▸ Work to do: Reproduce the following lines verbatim.

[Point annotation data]
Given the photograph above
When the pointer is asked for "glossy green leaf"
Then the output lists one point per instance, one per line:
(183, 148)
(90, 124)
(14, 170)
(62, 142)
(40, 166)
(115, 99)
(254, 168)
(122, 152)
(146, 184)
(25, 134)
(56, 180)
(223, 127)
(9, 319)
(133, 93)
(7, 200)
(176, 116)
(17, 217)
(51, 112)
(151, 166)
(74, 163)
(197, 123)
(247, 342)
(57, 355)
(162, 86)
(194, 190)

▸ Answer to this problem:
Given the photograph above
When the pointer is asked for "glossy green leaf"
Then the output lists one point per instance, one per line:
(183, 148)
(90, 124)
(14, 170)
(62, 142)
(40, 166)
(115, 99)
(254, 168)
(122, 152)
(146, 184)
(25, 134)
(56, 180)
(223, 127)
(9, 319)
(133, 93)
(7, 200)
(176, 116)
(17, 217)
(51, 112)
(151, 166)
(74, 163)
(197, 123)
(247, 342)
(57, 355)
(162, 86)
(194, 190)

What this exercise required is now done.